== AVAILABLE DATA ==

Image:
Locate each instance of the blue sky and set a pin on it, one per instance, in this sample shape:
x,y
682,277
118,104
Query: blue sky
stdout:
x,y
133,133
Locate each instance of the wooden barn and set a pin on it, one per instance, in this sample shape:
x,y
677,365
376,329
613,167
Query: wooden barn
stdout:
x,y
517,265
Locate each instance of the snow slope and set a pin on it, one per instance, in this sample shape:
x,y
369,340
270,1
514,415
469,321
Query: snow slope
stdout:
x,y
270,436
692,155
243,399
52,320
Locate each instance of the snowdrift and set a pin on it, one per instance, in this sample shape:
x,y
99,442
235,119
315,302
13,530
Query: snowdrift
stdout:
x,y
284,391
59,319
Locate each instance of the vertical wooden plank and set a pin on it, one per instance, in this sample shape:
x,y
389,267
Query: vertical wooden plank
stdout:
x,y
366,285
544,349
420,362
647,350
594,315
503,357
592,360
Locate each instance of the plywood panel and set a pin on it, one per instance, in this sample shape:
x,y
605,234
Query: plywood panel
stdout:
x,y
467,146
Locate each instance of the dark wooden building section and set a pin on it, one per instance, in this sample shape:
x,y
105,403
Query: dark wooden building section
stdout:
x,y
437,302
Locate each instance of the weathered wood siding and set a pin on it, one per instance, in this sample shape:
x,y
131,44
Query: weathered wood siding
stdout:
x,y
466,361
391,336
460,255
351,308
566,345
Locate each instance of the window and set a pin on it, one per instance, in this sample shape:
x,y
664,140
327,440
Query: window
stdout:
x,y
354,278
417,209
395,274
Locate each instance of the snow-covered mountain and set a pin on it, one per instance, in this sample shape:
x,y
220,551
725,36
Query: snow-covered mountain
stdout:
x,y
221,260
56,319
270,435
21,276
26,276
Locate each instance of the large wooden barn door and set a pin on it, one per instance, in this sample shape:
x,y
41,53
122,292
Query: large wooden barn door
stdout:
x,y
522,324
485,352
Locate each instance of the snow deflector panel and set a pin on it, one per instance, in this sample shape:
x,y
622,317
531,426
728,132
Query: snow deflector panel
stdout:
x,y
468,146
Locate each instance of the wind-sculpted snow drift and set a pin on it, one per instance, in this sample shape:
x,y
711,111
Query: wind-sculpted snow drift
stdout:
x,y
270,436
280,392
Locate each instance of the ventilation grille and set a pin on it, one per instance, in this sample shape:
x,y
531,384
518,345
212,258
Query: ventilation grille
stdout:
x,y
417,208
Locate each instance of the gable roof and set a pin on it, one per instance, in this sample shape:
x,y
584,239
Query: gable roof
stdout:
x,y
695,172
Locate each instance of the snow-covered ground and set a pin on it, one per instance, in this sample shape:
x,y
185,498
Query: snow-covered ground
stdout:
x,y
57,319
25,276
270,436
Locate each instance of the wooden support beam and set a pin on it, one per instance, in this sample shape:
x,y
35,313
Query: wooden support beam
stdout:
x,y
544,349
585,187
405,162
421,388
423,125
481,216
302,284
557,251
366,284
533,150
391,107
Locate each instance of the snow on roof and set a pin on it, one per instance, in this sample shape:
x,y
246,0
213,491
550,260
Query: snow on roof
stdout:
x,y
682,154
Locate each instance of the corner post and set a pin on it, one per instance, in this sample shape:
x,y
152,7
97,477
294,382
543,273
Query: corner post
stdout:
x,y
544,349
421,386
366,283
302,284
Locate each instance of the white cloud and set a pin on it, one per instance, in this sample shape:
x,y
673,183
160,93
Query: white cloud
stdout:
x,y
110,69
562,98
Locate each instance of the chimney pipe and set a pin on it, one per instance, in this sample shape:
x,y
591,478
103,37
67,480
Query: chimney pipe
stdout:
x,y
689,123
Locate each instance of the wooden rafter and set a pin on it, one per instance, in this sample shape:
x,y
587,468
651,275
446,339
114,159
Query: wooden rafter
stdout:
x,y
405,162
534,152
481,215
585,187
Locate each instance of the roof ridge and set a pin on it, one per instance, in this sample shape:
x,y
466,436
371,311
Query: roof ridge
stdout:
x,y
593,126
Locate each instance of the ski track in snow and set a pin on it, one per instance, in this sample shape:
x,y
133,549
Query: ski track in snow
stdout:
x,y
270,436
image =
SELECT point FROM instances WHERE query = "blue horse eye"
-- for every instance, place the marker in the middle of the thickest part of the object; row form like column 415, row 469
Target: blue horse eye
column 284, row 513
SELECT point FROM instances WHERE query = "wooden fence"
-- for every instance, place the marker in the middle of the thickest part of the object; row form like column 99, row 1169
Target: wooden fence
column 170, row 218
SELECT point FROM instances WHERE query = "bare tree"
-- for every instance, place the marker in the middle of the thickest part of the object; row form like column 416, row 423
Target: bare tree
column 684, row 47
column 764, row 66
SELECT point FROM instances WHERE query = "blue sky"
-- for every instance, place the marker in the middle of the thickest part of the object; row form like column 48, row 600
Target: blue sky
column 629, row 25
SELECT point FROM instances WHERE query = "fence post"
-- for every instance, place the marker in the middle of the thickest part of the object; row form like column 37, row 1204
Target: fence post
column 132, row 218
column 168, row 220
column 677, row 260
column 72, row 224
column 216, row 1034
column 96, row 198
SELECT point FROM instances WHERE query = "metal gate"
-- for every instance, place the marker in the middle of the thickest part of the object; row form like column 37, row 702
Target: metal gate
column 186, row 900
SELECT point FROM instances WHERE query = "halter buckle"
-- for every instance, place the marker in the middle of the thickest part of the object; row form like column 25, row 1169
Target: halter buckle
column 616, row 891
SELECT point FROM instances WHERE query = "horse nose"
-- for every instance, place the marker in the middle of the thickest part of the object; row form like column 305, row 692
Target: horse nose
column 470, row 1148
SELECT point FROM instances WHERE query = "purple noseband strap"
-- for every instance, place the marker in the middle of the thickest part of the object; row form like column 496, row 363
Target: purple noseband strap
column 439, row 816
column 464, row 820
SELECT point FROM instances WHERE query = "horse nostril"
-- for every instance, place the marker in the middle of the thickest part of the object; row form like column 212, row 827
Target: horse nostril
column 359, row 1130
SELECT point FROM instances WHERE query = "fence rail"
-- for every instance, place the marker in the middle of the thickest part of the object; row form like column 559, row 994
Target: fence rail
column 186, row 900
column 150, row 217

===

_PROBLEM:_ Your task is to reproduce all the data exactly as shown.

_SOLUTION FOR THIS PROBLEM:_
Image:
Locate each instance of the blue sky and set a pin on it, one per instance, in this sample shape:
x,y
682,277
118,104
Query: blue sky
stdout:
x,y
133,133
Locate each instance of the wooden barn and set a pin on it, one per instance, in this sample shape:
x,y
677,365
376,329
613,167
Query: wooden barn
stdout:
x,y
517,265
Locate each instance of the snow slope and set a pin on it, one per instance, in this sample shape:
x,y
369,340
270,1
514,415
469,321
Query: snow slope
stdout:
x,y
270,436
692,155
243,399
52,320
Locate each instance of the snowdrift and set a pin on it, one per instance, in this sample shape:
x,y
99,442
235,119
315,302
13,530
Query: snowdrift
stdout:
x,y
284,391
59,319
Locate each instance of the vertical wooden plank and set a pin on it, one per instance, in this sample shape:
x,y
389,267
Query: vertical wooden plank
stdout:
x,y
366,285
544,349
420,362
647,350
594,315
503,357
592,360
Locate each instance of the plywood panel and set a pin on it, one per instance, in this sample shape:
x,y
605,234
Query: plywood panel
stdout:
x,y
467,146
Locate each instance of the dark wooden building section and set a pin on it, one per instance, in this sample shape:
x,y
105,403
Query: dark wooden building section
stdout:
x,y
437,302
Locate each instance of the weathered wood siding and set a pin on it, one per instance, in this sample shape:
x,y
131,44
Query: weathered wood siding
stdout:
x,y
466,361
391,336
460,255
351,308
566,345
Locate each instance of the window and set a pin on it, one per instance, in this sample shape:
x,y
664,140
327,440
Query: window
stdout:
x,y
354,278
417,209
395,274
Locate each instance of the snow-covered mountain and set a pin on it, one per instance, in this sample shape:
x,y
220,551
725,36
Query: snow-covered mountain
stdout:
x,y
221,260
56,319
270,435
21,276
26,276
Locate each instance of the large wooden barn door and set a pin on it, one per instance, in this sample shape:
x,y
41,53
122,292
Query: large wooden barn door
stdout:
x,y
522,324
485,352
Locate each instance of the snow deflector panel and set a pin on it, one per instance, in this sample shape:
x,y
622,317
531,426
728,132
Query: snow deflector panel
stdout:
x,y
468,146
Locate each instance of the wind-sculpted snow drift and set a pin on it, one per instance, in this sample shape:
x,y
711,111
Query: wind-sculpted snow drift
stdout:
x,y
270,436
280,392
Locate each instance of the ventilation grille and set a pin on it, one per instance, in this sample shape:
x,y
531,384
518,345
212,258
Query: ventilation grille
stdout:
x,y
417,208
Locate each instance of the gable roof and set a pin on it, one per instance, in this sample shape:
x,y
584,239
Query: gable roof
stdout:
x,y
695,172
Locate each instance of the snow-covered ground and set a pin on it, one per instance, in this sample shape:
x,y
185,498
Query: snow-covered ground
stdout:
x,y
57,319
25,276
270,436
Locate each instance of the wooden support beam and set a pin on it, one per instance, in this sample shape:
x,y
35,313
Query: wooden support beam
stdout:
x,y
544,349
585,187
405,162
421,388
423,125
481,216
302,284
557,251
366,284
533,150
391,107
Locate each instance of the snow on roof and set a pin on it, one per instance, in this sample shape:
x,y
246,0
213,491
550,260
Query: snow on roof
stdout:
x,y
682,154
Locate each instance of the corner post and set a pin on it, one per instance, in this sample shape:
x,y
152,7
97,477
294,382
543,273
Query: corner post
stdout:
x,y
544,349
421,386
366,283
302,284
Locate each instance of the white cloud and set a pin on it, one per instance, in this sample shape:
x,y
673,183
160,93
Query: white cloud
stdout:
x,y
110,69
562,98
Locate each instance of the chimney pipe and set a pin on it, one per instance, in this sample shape:
x,y
591,478
103,37
67,480
Query: chimney pipe
stdout:
x,y
689,123
Locate each instance of the wooden rafter and set a pin on it, one per instance, in this sample shape:
x,y
587,468
651,275
446,339
114,159
Query: wooden rafter
stdout:
x,y
405,162
534,152
481,215
585,187
Locate each instance of the roof ridge and set a pin on it, one per instance, in this sample shape:
x,y
466,436
371,311
Query: roof ridge
stdout:
x,y
593,126
Locate each instance of the ski track in snow and set a pin on it, one per instance, in this sample shape:
x,y
133,549
Query: ski track in snow
stdout:
x,y
270,436
image =
SELECT point FROM instances WHERE query = "blue horse eye"
-- for every instance, place the marker in the middle of the thickest part of the object; row form like column 415, row 469
Target: blue horse eye
column 284, row 513
SELECT point FROM instances WHERE query = "wooden fence"
-- for every instance, place the marker in the middle of the thickest part of the object; row form like column 99, row 1169
Target: wooden fence
column 170, row 218
SELECT point FROM instances WHERE query = "bare tree"
-- for every instance, place the marker in the middle of the thickest part of the object; row form like column 416, row 423
Target: bare tree
column 684, row 47
column 764, row 66
SELECT point FROM instances WHERE query = "blue sky"
-- for every instance, place the marker in the middle of the thickest part of the object; row form like column 48, row 600
Target: blue sky
column 629, row 25
SELECT point FROM instances WHERE query = "fence post"
-- for every instance, place the marker in the middle of the thickest part of the object; row form like column 37, row 1204
Target: fence post
column 132, row 218
column 168, row 220
column 677, row 260
column 72, row 224
column 216, row 1034
column 96, row 198
SELECT point FROM instances WHERE query = "metal gate"
-- for every instance, place the marker in the middle of the thickest part of the object; row form like column 37, row 702
Target: metal gate
column 186, row 900
SELECT point FROM instances WHERE query = "halter buckle"
-- for every instance, place the marker in the middle of the thickest part of the object; row form like column 25, row 1169
Target: halter buckle
column 616, row 891
SELECT point FROM instances WHERE query = "horse nose"
-- for every instance, place the marker in the middle of the thickest part of the object; row form like column 305, row 692
Target: horse nose
column 470, row 1148
SELECT point FROM instances WHERE query = "purple noseband strap"
-- for every instance, place the marker in the middle of the thickest part of the object; row form like column 496, row 363
Target: purple noseband strap
column 439, row 816
column 464, row 820
SELECT point FROM instances WHERE query = "horse nostril"
-- for every instance, place the marker in the middle of the thickest part of the object; row form like column 212, row 827
Target: horse nostril
column 359, row 1130
SELECT point FROM instances WHERE query = "fence rail"
-- for every instance, place the marker in the middle of the thickest part of the object; row form like column 559, row 994
Target: fence rail
column 186, row 900
column 150, row 217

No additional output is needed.